Passage shown
=-=-=-=-=
If it takes 500F+ to cause ignition for wood and the material is a certain type of steel..and it has to travel XX inches,,,It is a simple heat transfer calculation to figure out how hot the stove needs to get to achieve 500F inside the hopper.  You can be sure the engineers did that calculation.

It would be kinda like worrying if your fuel injection system on your car could catch on fire.  Sure, anything can happen when you have fire and combustibles, but not when it is operating properly.


----------



## Highbeam (Jan 8, 2015)

F4jock said:


> Front of stove door is 154f. Can keep finger there for approx one second ×/- before it hurts. Temp is temp just like calories are calories.


 


SmokeyTheBear said:


> Children please play nicely now.
> 
> Thank you.


 
I hope we all have pretty thick skin, mine just must be thicker.

Over 200 on the stove, it is hard to take a photo and hold everything. Easy to hold my hand on a 200 degree surface for at least several seconds. I am not willing to put my hand in a pot of 200 degree water. Temperature is temperature but there is so much more to determining temperature by touch.


----------



## SmokeyTheBear (Jan 8, 2015)

sportbikerider78 said:


> My drolet has no seal at all on the lid of the hopper.  It was never there.
> 
> If it takes 500F+ to cause ignition for wood and the material is a certain type of steel..and it has to travel XX inches,,,It is a simple heat transfer calculation to figure out how hot the stove needs to get to achieve 500F inside the hopper.  You can be sure the engineers did that calculation.
> 
> It would be kinda like worrying if your fuel injection system on your car could catch on fire.  Sure, anything can happen when you have fire and combustibles, but not when it is operating properly.




In case nobody has noticed we accumulate the abnormal operation corner cases on here.


----------



## F4jock (Jan 8, 2015)

Highbeam said:


> I hope we all have pretty thick skin, mine just must be thicker.
> 
> Over 200 on the stove, it is hard to take a photo and hold everything. Easy to hold my hand on a 200 degree surface for at least several seconds. I am not willing to put my hand in a pot of 200 degree water. Temperature is temperature but there is so much more to determining temperature by touch.


According to the ASTM the contact temperature that a human can stand for approximately 5 seconds after which one gets a first degree burn is 111 to 139f depending on the thermal conductivity of the heated surface. Metal is considered highly thermally conductive, ergo either  the time or temperature would have to be lower to avoid said burn. My conclusion: If you can hold your hand on metal heated to an honest 200f perhaps you should be applying for membership in the X-Men or questioning  the accuracy of your thermometer.
=-=-=-=-=
Data records
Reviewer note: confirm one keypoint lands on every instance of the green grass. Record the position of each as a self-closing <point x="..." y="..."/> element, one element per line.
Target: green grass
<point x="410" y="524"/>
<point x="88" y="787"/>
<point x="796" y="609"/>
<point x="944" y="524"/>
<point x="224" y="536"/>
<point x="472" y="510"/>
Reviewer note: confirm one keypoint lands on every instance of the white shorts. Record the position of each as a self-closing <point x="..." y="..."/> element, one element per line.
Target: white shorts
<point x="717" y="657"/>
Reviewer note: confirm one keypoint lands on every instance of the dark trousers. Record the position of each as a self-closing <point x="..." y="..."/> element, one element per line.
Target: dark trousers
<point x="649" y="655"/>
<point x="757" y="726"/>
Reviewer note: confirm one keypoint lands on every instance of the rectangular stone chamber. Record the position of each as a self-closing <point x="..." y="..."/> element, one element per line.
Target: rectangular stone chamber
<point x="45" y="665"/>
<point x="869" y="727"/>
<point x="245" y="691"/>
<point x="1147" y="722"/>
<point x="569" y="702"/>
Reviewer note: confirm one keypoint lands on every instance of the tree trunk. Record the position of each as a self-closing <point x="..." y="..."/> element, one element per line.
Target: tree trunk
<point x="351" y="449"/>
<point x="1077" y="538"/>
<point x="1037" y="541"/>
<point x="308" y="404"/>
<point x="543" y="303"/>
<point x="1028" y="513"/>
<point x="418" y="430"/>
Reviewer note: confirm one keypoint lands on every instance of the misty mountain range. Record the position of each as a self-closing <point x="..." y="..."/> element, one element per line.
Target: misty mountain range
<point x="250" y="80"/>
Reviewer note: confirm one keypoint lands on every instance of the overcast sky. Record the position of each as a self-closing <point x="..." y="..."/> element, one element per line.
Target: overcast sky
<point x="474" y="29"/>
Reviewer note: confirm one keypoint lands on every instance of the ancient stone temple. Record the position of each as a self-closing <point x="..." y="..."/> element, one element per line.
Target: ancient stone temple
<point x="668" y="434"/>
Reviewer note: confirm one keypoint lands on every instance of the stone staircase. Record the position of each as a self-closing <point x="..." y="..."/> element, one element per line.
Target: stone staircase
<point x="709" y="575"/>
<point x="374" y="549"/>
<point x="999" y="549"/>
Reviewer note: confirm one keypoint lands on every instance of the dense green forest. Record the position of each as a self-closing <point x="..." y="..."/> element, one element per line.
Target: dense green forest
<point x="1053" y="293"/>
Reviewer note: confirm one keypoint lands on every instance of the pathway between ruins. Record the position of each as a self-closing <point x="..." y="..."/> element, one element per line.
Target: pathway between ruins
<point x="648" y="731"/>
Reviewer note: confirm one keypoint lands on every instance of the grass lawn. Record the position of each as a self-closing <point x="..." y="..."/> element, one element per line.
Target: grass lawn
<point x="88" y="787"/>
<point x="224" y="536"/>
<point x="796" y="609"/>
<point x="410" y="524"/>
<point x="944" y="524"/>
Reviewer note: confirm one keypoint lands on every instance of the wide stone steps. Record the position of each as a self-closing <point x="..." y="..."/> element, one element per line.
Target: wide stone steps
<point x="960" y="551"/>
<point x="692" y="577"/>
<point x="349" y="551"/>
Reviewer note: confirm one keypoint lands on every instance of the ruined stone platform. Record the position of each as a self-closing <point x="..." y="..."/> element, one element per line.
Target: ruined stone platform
=-=-=-=-=
Directions
In the forum thread, what contact temperature range does F4jock attribute to the ASTM as what a person can stand for about 5 seconds before getting a first-degree burn? Rely only on the forum thread.

Solution
111 to 139°F, depending on the thermal conductivity of the heated surface.